§ Exercise description:
Reproduce each entry below exactly as it appears.

··· Provided entries ···

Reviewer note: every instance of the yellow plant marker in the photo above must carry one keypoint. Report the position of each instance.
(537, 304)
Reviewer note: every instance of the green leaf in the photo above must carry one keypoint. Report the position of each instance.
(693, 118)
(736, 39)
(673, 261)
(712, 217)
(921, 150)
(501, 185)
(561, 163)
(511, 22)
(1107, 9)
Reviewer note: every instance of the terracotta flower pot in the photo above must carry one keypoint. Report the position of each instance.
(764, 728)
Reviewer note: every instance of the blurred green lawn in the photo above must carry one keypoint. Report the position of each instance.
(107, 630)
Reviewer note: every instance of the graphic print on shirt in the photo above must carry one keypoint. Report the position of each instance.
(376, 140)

···

§ Response area:
Reviewer note: every instance of the yellow plant marker in the photo above must carry one keypoint. Report the position of each instance.
(537, 304)
Reviewer note: every instance of the green leaf in the photo above must carry one keypoint. Report the position of each instance.
(693, 118)
(736, 39)
(673, 261)
(712, 217)
(921, 150)
(501, 185)
(561, 163)
(511, 22)
(1107, 9)
Reviewer note: every instance of the terracotta flower pot in the photo above must carry one keypoint. Report the position of each instance.
(764, 728)
Reviewer note: every instance of the blurred green lawn in the photo above must carry one keypoint. Report the position of each instance.
(107, 630)
Reviewer note: every instance of the graphic print on shirt in the photo above must carry one keypoint. Report the position of each instance.
(376, 140)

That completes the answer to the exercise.